- _Exercise requirements_: Could you rename "instance" to "object" throughout the entries below and leave everything else unchanged?

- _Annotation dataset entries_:

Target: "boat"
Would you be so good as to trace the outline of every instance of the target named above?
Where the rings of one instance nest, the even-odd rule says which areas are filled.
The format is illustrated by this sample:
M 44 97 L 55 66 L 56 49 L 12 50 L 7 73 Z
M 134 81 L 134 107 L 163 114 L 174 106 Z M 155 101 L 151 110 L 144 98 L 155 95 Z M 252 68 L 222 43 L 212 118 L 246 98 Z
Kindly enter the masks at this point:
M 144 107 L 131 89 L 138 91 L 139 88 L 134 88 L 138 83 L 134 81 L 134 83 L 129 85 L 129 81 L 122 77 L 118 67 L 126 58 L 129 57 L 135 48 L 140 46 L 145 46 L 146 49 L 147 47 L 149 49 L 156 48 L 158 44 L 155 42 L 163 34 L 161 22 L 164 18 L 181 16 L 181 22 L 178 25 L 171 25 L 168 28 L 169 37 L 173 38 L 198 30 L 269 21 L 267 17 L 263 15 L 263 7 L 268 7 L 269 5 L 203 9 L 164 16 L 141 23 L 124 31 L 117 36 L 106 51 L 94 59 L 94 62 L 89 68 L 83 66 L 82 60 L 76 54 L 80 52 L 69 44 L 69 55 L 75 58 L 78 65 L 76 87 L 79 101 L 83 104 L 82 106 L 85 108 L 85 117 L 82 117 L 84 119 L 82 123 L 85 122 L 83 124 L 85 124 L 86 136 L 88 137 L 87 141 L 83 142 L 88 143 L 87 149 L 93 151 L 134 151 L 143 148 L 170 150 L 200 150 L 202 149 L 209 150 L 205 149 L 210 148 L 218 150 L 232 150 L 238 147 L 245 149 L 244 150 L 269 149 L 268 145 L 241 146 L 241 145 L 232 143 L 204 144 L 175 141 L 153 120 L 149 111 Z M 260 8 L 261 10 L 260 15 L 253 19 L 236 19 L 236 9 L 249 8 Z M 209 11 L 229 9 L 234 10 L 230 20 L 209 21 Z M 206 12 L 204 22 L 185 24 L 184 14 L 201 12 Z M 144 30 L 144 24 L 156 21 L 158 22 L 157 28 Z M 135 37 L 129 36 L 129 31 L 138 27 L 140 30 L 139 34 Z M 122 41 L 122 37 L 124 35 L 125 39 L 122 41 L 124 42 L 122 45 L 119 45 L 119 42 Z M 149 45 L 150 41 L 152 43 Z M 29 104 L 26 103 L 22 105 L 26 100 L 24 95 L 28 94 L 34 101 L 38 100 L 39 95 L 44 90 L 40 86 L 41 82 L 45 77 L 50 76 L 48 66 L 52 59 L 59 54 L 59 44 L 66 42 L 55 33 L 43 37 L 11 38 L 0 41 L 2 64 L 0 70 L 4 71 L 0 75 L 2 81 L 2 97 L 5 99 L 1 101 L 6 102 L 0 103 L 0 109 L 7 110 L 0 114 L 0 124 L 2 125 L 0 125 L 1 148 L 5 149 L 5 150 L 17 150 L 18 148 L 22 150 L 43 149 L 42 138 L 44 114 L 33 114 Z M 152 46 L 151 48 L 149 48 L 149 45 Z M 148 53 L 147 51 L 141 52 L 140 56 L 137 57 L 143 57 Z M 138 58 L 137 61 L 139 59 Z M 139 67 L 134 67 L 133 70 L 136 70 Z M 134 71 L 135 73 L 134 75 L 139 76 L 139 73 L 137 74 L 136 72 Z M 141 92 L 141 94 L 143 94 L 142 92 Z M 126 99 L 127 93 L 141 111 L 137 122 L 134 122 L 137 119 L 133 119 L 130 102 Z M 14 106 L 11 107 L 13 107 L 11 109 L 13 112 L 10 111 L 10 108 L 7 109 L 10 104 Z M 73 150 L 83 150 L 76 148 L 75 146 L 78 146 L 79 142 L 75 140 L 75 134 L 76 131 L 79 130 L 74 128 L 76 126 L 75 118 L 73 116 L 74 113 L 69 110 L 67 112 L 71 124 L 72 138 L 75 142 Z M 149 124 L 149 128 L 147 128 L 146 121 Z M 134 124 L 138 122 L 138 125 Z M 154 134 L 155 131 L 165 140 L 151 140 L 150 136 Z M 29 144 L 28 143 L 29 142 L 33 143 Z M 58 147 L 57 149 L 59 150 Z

- _Task response_:
Target: "boat"
Would you be so good as to trace the outline of every object of the target named above?
Where the rings of one object nest, the even-odd rule says which areas are filled.
The format is illustrated by this sample:
M 44 97 L 55 66 L 56 49 L 12 50 L 7 73 Z
M 134 81 L 134 107 L 163 114 L 174 106 Z M 155 101 L 151 110 L 144 98 L 155 95 Z M 252 68 L 222 43 L 212 118 L 246 98 Z
Kindly enter the masks at this point:
M 144 107 L 131 89 L 138 91 L 139 88 L 134 88 L 138 83 L 134 81 L 134 83 L 129 85 L 129 81 L 122 77 L 118 67 L 126 58 L 129 57 L 135 48 L 140 46 L 145 46 L 146 49 L 147 47 L 149 49 L 156 48 L 158 44 L 155 42 L 163 34 L 161 22 L 164 18 L 181 16 L 181 22 L 178 25 L 171 25 L 168 28 L 169 37 L 173 38 L 198 30 L 269 21 L 267 17 L 263 15 L 263 7 L 268 7 L 269 5 L 203 9 L 164 16 L 141 23 L 124 31 L 117 36 L 106 51 L 94 59 L 94 62 L 89 68 L 83 66 L 82 60 L 76 54 L 80 52 L 69 44 L 69 55 L 75 58 L 78 65 L 76 87 L 79 101 L 83 104 L 82 106 L 85 108 L 85 117 L 82 117 L 84 119 L 82 123 L 85 122 L 83 124 L 85 124 L 86 136 L 88 137 L 87 141 L 83 142 L 88 143 L 87 149 L 93 151 L 134 151 L 143 148 L 170 150 L 200 150 L 202 149 L 209 150 L 205 149 L 210 148 L 218 150 L 232 150 L 238 147 L 245 149 L 244 150 L 269 149 L 268 145 L 241 146 L 241 145 L 232 143 L 204 144 L 175 141 L 153 120 L 149 111 Z M 260 8 L 261 10 L 260 15 L 253 19 L 236 19 L 236 9 L 249 8 Z M 209 11 L 229 9 L 234 10 L 230 20 L 209 21 Z M 206 12 L 204 22 L 185 24 L 184 14 L 201 12 Z M 144 30 L 144 24 L 156 21 L 158 22 L 157 28 Z M 135 37 L 129 36 L 129 31 L 138 27 L 140 30 L 139 34 Z M 122 41 L 122 37 L 124 35 L 125 39 L 122 41 L 124 42 L 122 45 L 119 45 L 119 42 Z M 149 45 L 150 41 L 152 43 Z M 29 104 L 26 103 L 22 105 L 26 100 L 24 95 L 28 94 L 34 101 L 38 100 L 39 95 L 44 90 L 40 86 L 41 82 L 45 77 L 50 76 L 48 66 L 52 59 L 59 54 L 59 44 L 66 42 L 55 33 L 43 37 L 11 38 L 0 41 L 2 64 L 0 70 L 4 71 L 0 75 L 2 81 L 2 97 L 5 99 L 1 101 L 6 102 L 0 103 L 0 109 L 7 110 L 0 114 L 0 124 L 2 125 L 0 125 L 1 148 L 5 149 L 5 150 L 17 150 L 18 148 L 22 150 L 43 149 L 42 138 L 44 114 L 33 114 Z M 152 46 L 151 48 L 149 48 L 149 45 Z M 148 53 L 147 51 L 141 52 L 140 56 L 137 57 L 143 57 Z M 138 58 L 137 61 L 139 59 Z M 139 67 L 134 67 L 133 70 L 136 70 Z M 134 71 L 135 73 L 134 75 L 139 76 L 139 73 L 137 74 L 136 72 Z M 141 92 L 141 94 L 143 94 L 142 92 Z M 126 99 L 127 93 L 141 111 L 137 122 L 134 122 L 137 119 L 133 119 L 130 102 Z M 14 106 L 11 107 L 13 107 L 11 109 L 13 112 L 10 111 L 10 108 L 7 109 L 10 104 Z M 73 150 L 83 150 L 76 148 L 75 146 L 78 146 L 79 142 L 75 140 L 75 134 L 76 131 L 79 130 L 74 128 L 76 126 L 75 118 L 73 116 L 74 113 L 69 110 L 67 112 L 71 124 L 72 138 L 75 142 Z M 149 124 L 149 128 L 147 128 L 146 121 Z M 134 124 L 138 122 L 138 125 Z M 154 134 L 155 131 L 165 140 L 151 140 L 150 136 Z M 29 144 L 28 143 L 29 142 L 33 143 Z M 58 147 L 57 149 L 59 150 Z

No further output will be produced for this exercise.